*PROBLEM TO WORK ON*. Which of the lines below include the word "bark"? Pull each one out.

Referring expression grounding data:
┌──

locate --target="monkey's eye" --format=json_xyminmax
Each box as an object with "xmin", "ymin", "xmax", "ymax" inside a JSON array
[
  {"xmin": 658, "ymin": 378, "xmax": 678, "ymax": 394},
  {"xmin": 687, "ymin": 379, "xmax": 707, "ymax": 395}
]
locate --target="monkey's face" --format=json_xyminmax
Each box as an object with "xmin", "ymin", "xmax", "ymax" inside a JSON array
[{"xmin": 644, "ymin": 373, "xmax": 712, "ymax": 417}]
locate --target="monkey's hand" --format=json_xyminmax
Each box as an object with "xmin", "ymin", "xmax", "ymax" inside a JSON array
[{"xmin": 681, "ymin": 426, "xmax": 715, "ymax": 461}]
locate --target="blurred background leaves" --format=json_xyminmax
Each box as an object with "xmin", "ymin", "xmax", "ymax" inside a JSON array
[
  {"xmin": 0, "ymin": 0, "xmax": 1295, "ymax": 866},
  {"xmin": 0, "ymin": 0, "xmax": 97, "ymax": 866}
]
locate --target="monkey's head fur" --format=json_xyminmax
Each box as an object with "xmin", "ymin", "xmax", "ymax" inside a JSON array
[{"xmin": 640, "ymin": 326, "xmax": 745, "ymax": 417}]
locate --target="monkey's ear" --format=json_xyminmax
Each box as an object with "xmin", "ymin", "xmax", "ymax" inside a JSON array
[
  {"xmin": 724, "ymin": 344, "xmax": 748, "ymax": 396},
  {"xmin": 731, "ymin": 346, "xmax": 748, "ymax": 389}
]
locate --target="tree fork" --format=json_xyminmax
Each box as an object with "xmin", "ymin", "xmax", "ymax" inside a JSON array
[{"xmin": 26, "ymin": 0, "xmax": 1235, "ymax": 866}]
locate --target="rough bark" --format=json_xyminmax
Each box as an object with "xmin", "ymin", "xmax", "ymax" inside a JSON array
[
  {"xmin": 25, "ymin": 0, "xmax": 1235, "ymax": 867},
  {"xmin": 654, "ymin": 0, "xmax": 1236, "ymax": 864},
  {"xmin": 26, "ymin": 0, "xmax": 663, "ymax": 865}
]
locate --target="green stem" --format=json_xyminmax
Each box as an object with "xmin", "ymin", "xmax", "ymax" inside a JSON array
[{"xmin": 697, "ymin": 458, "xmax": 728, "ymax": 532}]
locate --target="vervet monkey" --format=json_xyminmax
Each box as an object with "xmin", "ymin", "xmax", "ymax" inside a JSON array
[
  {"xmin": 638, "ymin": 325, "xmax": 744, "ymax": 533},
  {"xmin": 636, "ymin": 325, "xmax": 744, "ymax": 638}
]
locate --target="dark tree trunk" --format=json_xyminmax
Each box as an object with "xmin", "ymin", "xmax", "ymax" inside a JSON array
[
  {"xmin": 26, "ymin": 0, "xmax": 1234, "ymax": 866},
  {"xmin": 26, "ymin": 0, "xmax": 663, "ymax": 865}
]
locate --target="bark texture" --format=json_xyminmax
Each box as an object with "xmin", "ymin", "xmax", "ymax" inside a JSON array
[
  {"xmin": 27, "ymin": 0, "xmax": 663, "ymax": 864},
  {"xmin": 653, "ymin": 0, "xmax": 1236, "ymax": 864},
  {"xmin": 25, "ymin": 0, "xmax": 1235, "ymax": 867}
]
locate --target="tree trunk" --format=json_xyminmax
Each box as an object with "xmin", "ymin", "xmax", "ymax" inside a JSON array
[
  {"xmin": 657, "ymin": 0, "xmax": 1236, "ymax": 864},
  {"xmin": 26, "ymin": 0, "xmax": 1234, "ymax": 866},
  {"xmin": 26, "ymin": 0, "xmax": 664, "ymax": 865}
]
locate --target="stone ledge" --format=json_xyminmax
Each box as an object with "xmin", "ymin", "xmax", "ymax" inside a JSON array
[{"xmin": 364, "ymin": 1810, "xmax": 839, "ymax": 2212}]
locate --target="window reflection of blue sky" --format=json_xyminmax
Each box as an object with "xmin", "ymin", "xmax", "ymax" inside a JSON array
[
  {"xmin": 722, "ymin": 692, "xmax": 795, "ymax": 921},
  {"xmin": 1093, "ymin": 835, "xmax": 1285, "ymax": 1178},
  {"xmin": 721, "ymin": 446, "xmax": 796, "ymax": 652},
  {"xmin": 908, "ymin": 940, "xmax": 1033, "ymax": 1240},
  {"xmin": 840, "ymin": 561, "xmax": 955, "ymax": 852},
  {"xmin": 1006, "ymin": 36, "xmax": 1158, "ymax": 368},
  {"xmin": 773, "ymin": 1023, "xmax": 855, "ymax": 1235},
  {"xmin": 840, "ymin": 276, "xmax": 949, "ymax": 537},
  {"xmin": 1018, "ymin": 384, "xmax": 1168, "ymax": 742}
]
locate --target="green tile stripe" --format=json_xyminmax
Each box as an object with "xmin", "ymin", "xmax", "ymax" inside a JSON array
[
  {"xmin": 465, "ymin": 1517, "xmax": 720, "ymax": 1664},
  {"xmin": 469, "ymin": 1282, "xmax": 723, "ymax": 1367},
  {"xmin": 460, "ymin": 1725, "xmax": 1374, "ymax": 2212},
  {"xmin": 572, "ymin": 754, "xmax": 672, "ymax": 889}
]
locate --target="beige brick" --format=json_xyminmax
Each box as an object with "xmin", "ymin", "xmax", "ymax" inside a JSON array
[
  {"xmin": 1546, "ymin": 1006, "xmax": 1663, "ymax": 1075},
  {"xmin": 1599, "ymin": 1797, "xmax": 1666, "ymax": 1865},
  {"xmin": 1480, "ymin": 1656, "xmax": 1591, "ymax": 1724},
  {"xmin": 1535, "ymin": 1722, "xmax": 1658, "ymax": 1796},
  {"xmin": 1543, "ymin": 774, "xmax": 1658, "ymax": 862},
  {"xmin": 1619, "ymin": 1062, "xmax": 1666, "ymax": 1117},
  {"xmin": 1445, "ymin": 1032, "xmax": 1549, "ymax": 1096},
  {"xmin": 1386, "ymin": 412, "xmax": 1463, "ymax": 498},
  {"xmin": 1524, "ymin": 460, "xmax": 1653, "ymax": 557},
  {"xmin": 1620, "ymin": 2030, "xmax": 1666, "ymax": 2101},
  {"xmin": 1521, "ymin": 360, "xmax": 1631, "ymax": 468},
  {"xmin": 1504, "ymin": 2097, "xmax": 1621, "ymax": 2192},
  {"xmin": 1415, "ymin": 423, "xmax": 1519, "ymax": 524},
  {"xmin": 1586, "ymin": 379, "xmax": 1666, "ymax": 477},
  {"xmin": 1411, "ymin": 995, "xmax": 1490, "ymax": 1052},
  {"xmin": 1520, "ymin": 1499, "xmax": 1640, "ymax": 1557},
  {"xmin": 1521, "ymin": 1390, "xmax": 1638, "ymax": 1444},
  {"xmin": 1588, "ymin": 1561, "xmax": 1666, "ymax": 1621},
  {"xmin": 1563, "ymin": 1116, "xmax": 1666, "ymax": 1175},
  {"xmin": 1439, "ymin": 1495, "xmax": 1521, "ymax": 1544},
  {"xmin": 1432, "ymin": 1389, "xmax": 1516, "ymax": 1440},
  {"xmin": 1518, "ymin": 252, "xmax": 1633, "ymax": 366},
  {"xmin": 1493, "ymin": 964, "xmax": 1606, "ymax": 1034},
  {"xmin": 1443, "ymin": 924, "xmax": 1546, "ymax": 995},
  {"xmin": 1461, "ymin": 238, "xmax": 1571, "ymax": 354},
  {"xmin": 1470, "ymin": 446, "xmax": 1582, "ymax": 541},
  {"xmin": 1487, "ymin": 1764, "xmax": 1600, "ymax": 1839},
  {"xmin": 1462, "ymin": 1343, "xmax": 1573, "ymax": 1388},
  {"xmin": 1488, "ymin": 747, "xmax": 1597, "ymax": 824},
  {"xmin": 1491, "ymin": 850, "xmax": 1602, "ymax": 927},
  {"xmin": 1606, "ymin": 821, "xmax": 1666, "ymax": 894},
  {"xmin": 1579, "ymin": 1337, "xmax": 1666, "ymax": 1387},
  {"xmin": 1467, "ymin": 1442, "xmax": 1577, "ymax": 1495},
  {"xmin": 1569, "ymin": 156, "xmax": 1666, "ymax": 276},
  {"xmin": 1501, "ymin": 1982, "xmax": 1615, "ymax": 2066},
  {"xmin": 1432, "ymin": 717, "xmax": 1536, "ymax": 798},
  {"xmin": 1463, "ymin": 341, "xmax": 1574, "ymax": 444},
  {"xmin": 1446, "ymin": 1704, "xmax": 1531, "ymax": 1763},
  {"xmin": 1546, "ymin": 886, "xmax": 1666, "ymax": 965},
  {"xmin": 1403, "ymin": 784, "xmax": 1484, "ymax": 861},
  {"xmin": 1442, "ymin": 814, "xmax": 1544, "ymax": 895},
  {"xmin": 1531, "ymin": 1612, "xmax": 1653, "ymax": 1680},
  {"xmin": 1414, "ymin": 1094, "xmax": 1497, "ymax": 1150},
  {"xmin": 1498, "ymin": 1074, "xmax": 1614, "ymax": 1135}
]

└──

*ANSWER AREA*.
locate --target="rough bark" --format=json_xyminmax
locate --target="bark texture" --format=json_xyminmax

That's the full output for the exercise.